# Dziś niczym jutro wszystkim my.



## Angstschreeuw

Hi, I last encountered this sentence:

Dziś niczym jutro wszystkim my
How should I translate it?
I thought something like: Today we are nothing, but tomorrow we are everything. 
But without the verb 'być'

Z góry wam dziękuję


----------



## zaffy

Is this a line from a poem? This is not grammatical at all. Yes, you're translation is correct.


----------



## Ben Jamin

zaffy said:


> Is this a line from a poem? This is not grammatical at all. Yes, you're translation is correct.



The line is perfectly grammatical in Polish, but written in a style used today only in poetry.

The line is from the lyrics of _The Internationale_, the last line of the first stanza
_Ruszymy z posad bryłę świata,
Dziś niczem — jutro wszystkiem my!_

Litteral translation:
_We'll move the massive lump of the Earth from its foundations
Today we are nothing - tomorrow we'll be everything!_

Original text:
_Le monde va changer de base
Nous ne sommes rien, soyons tout_

English litteral translation of the original text:
_The world is about to change its foundation
We are nothing, let us be all.
_
American English poetic translation:
_The earth shall rise on new foundations:
We have been nought, we shall be all!
_
Dutch text_:
De wereld steunt op nieuwe krachten,
Begeerte heeft ons aangeraakt!

_


----------



## grassy

I agree that in contemporary Polish this line sounds off and ungrammatical. In poetry everything is permitted, though.


----------



## Ben Jamin

grassy said:


> I agree that in contemporary Polish this line sounds off and ungrammatical. In poetry everything is permitted, though.


Have you ever studied Polish grammar?


----------



## grassy

Ben Jamin said:


> Have you ever studied Polish grammar?



Sure, and I stand by what I wrote. It's incorrect in contemporary Polish because the syntax is wrong and some words that shouldn't be left out are left out. However, if we're discussing poetry, then the labels 'correct/incorrect' make little sense because that's not what poetry is about.

By the way, no offence, but it says you've been living in Norway since 1982, so it seems like you may be a person who has lost touch with contemporary Polish.

_Problems:_
**a)** Write out the part of the forum thread about translating the Polish line that opens with the words containing "Sure, and I" and closes with "with contemporary Polish.".
**b)** Pick up the forum thread about translating the Polish line from where it stops and continue it.

_Records shown:_
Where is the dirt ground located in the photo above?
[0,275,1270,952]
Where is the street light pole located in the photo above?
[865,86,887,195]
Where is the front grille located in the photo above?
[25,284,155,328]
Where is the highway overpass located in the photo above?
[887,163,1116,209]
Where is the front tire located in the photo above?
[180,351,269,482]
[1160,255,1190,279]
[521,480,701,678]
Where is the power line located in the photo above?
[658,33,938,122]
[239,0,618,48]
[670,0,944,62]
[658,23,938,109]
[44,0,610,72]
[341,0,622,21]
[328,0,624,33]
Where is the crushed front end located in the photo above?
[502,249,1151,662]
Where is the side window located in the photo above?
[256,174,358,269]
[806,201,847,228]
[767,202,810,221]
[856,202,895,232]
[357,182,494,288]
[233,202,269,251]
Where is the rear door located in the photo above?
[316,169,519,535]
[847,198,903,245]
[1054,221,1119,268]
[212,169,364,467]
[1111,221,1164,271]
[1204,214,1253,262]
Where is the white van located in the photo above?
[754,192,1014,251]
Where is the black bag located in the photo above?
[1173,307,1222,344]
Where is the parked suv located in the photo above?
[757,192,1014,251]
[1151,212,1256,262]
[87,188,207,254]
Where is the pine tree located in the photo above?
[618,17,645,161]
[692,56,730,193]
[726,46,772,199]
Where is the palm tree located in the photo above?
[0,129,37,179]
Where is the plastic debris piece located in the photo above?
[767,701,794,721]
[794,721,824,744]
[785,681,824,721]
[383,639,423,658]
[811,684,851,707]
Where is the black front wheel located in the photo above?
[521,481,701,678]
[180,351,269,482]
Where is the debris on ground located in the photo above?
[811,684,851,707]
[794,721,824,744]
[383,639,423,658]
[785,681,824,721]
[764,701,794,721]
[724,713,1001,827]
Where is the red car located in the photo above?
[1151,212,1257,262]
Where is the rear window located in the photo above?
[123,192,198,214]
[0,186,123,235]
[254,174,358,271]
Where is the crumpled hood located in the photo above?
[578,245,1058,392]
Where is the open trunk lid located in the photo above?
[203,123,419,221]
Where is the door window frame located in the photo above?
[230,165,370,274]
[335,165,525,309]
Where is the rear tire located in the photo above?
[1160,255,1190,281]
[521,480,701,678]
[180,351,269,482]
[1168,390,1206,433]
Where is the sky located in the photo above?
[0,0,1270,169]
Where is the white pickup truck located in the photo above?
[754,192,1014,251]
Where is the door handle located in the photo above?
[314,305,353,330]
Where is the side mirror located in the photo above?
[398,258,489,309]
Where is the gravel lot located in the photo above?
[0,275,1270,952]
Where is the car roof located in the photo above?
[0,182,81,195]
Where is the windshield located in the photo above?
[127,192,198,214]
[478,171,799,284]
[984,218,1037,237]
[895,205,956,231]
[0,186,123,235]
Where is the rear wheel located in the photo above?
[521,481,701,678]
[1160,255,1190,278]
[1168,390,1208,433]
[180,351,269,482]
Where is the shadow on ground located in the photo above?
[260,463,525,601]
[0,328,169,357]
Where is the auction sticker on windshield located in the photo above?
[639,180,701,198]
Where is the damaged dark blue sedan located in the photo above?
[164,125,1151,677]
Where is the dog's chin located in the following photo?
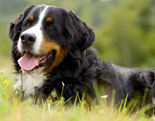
[18,51,56,72]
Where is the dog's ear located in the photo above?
[65,11,95,58]
[9,5,34,41]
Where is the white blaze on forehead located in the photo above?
[17,6,48,54]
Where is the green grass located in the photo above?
[0,70,155,121]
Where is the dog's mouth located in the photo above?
[18,51,56,71]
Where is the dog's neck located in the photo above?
[14,68,46,98]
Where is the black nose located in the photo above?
[21,34,36,46]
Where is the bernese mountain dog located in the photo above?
[9,5,155,104]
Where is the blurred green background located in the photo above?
[0,0,155,67]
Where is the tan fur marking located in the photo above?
[28,15,34,21]
[39,38,68,72]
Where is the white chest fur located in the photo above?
[14,69,46,97]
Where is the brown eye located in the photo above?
[50,25,54,30]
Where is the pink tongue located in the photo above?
[18,53,40,71]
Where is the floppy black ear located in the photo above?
[9,5,34,41]
[65,11,95,58]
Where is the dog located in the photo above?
[9,5,155,105]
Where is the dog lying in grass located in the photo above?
[9,5,155,105]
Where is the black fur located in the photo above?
[9,6,155,105]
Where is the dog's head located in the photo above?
[9,5,94,71]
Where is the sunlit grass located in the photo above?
[0,71,153,121]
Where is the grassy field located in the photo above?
[0,61,155,121]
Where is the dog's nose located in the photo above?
[21,34,36,46]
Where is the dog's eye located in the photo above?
[50,25,54,30]
[25,21,32,27]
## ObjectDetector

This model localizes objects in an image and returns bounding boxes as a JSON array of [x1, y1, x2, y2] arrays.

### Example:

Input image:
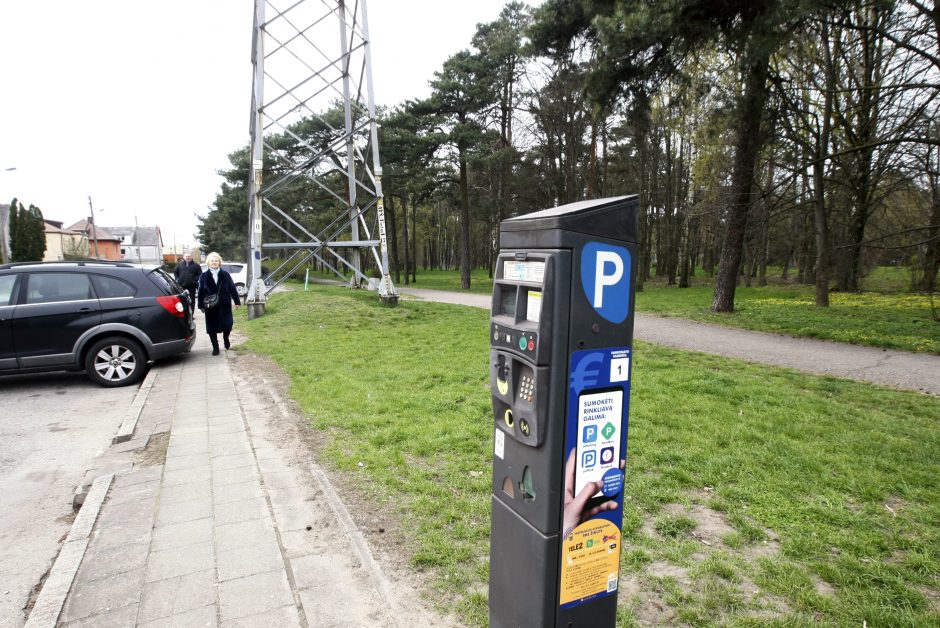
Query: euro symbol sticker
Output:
[[581, 242, 631, 323], [571, 352, 604, 393]]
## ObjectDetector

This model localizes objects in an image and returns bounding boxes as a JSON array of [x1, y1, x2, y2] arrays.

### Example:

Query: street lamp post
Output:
[[0, 166, 16, 264], [88, 194, 99, 258]]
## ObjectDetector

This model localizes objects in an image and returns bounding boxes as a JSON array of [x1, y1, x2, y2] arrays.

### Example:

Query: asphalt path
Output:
[[397, 286, 940, 395], [0, 373, 138, 628]]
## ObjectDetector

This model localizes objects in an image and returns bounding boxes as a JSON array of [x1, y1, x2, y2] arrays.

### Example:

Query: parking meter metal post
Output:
[[489, 196, 639, 628]]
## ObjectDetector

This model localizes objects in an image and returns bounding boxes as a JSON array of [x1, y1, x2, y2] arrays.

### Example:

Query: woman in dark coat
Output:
[[196, 252, 242, 355]]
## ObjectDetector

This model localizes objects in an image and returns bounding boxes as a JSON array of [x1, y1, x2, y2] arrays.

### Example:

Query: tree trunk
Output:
[[401, 194, 411, 286], [457, 131, 470, 290], [920, 173, 940, 293], [385, 195, 398, 283], [712, 51, 770, 312]]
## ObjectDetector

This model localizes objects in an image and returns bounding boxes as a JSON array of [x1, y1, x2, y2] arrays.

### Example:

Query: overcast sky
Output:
[[0, 0, 540, 253]]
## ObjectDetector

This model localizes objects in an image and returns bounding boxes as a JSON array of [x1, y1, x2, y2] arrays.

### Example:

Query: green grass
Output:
[[311, 268, 493, 294], [378, 267, 940, 354], [636, 282, 940, 353], [239, 286, 940, 626]]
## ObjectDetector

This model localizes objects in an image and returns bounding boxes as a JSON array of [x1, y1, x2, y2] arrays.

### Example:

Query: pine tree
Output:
[[10, 199, 46, 262], [10, 198, 23, 262]]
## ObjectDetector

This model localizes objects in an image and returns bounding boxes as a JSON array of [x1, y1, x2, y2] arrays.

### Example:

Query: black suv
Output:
[[0, 261, 196, 386]]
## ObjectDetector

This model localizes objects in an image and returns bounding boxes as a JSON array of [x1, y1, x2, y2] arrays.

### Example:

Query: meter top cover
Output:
[[499, 194, 640, 248]]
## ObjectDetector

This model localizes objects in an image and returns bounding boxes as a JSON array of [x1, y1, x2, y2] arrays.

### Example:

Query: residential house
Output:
[[108, 227, 163, 264], [42, 220, 89, 262], [67, 220, 124, 262]]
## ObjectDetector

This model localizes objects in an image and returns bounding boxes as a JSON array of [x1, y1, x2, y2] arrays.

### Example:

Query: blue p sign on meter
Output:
[[581, 242, 631, 323]]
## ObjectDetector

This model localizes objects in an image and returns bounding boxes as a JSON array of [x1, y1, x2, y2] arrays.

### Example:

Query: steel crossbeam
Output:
[[248, 0, 398, 317]]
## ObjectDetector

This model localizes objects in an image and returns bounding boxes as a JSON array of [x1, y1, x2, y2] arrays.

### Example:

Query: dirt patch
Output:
[[662, 504, 734, 547], [884, 495, 907, 517], [222, 346, 456, 625], [917, 587, 940, 612], [646, 560, 692, 586], [134, 432, 170, 467]]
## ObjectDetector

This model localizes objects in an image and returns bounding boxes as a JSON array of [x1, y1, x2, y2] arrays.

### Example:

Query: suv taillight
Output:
[[157, 295, 186, 318]]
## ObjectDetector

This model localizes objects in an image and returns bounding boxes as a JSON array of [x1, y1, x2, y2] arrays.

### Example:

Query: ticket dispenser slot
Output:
[[489, 196, 639, 628]]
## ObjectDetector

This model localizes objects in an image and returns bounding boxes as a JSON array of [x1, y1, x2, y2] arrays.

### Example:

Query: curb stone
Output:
[[24, 474, 114, 628], [72, 368, 157, 509], [111, 368, 157, 445]]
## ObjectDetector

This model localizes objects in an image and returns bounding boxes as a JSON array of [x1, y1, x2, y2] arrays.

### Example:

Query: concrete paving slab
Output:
[[138, 604, 219, 628], [156, 499, 212, 527], [230, 604, 302, 628], [219, 570, 294, 624], [144, 541, 215, 582], [150, 517, 213, 552], [216, 539, 284, 582], [136, 569, 218, 624]]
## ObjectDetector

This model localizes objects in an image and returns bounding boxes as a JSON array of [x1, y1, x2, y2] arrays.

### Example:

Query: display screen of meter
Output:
[[574, 389, 623, 498]]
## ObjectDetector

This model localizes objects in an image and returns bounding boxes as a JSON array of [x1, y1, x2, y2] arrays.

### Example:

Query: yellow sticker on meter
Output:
[[559, 519, 620, 604]]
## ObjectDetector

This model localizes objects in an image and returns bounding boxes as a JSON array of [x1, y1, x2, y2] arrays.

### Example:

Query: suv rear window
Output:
[[26, 273, 95, 303], [0, 275, 16, 305], [147, 268, 183, 294], [91, 275, 137, 299]]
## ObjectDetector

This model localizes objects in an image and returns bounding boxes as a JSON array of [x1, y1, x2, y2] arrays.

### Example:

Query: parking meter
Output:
[[489, 196, 639, 628]]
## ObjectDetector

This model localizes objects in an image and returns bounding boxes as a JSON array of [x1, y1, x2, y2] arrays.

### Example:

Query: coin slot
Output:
[[519, 467, 535, 502], [503, 475, 516, 499]]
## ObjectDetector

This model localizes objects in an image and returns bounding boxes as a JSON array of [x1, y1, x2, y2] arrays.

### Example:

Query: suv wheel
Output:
[[85, 336, 147, 386]]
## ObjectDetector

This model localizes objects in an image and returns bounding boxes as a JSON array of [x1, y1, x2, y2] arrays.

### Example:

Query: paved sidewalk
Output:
[[27, 328, 444, 628]]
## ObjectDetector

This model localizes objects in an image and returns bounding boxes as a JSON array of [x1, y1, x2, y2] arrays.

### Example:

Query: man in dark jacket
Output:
[[173, 252, 202, 313]]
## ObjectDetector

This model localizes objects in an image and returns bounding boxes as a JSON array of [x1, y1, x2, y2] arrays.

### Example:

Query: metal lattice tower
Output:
[[248, 0, 398, 317]]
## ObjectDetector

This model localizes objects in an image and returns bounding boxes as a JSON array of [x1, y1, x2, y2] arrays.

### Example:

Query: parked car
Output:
[[0, 261, 196, 386]]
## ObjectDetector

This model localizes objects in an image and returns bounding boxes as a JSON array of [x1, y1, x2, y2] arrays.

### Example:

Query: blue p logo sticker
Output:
[[581, 242, 631, 323]]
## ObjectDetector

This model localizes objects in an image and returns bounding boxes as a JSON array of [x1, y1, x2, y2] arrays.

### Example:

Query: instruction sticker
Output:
[[493, 429, 506, 460], [525, 290, 542, 323], [559, 347, 633, 608], [574, 390, 623, 496], [503, 260, 545, 283]]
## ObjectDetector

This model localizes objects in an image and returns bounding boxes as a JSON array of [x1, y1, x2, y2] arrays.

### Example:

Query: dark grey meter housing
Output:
[[489, 196, 639, 628]]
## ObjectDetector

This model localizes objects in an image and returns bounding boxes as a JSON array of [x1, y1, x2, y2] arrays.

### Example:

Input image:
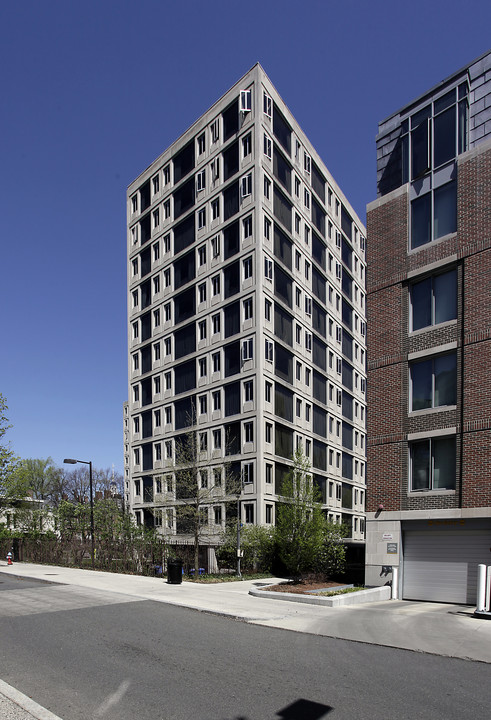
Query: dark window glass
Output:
[[312, 232, 326, 270], [433, 106, 456, 167], [140, 280, 152, 308], [273, 146, 292, 194], [274, 303, 293, 347], [312, 440, 327, 470], [174, 395, 196, 428], [174, 323, 196, 360], [312, 335, 327, 370], [140, 313, 152, 342], [312, 404, 327, 437], [273, 103, 292, 155], [174, 287, 196, 325], [141, 378, 152, 405], [274, 343, 293, 385], [311, 160, 326, 203], [224, 340, 240, 377], [222, 98, 239, 142], [341, 203, 353, 241], [224, 302, 240, 337], [174, 140, 194, 183], [433, 182, 457, 240], [224, 382, 240, 417], [312, 267, 326, 304], [312, 370, 327, 405], [173, 178, 195, 219], [312, 301, 326, 337], [275, 423, 293, 458], [141, 345, 152, 374], [223, 142, 239, 181], [273, 184, 292, 232], [341, 390, 353, 420], [274, 263, 292, 307], [174, 213, 194, 255], [312, 197, 326, 236], [411, 193, 431, 248], [174, 251, 196, 290], [140, 248, 152, 277], [223, 261, 240, 298], [223, 220, 239, 260], [223, 182, 239, 221], [274, 383, 293, 422], [140, 213, 152, 245], [274, 223, 292, 270]]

_The answers:_
**a)**
Sure, and I stand by what I wrote. It's incorrect in contemporary Polish because the syntax is wrong and some words that shouldn't be left out are left out. However, if we're discussing poetry, then the labels 'correct/incorrect' make little sense because that's not what poetry is about.

By the way, no offence, but it says you've been living in Norway since 1982, so it seems like you may be a person who has lost touch with contemporary Polish.

**b)**
----------



## Ben Jamin

grassy said:


> Sure, and I stand by what I wrote.


Can you give any references that confirm your view?



grassy said:


> By the way, no offence, but it says you've been living in Norway since 1982, so it seems like you may be a person who has lost touch with contemporary Polish.


Actually, your statement is almost offensive. You don't now anything about my contact with the Polish language.

The fact that people don't speak so, does not mean that a phrase is ungrammatical. This way of expression maybe not familiar to contemporary speakers, but it still doesn't mean that it is ungrammatical. This is a matter of style, not grammar.


----------



## grassy

Ben Jamin said:


> Can you give any references that confirm your view?



I can give you the exact reason why it's incorrect: in today's Polish you do not omit the verb and at the same time put the subject at the end of the clause. It sounds wrong and it is wrong, period.



Ben Jamin said:


> Actually, your statement is almost offensive. You don't know anything about my contact with the Polish language.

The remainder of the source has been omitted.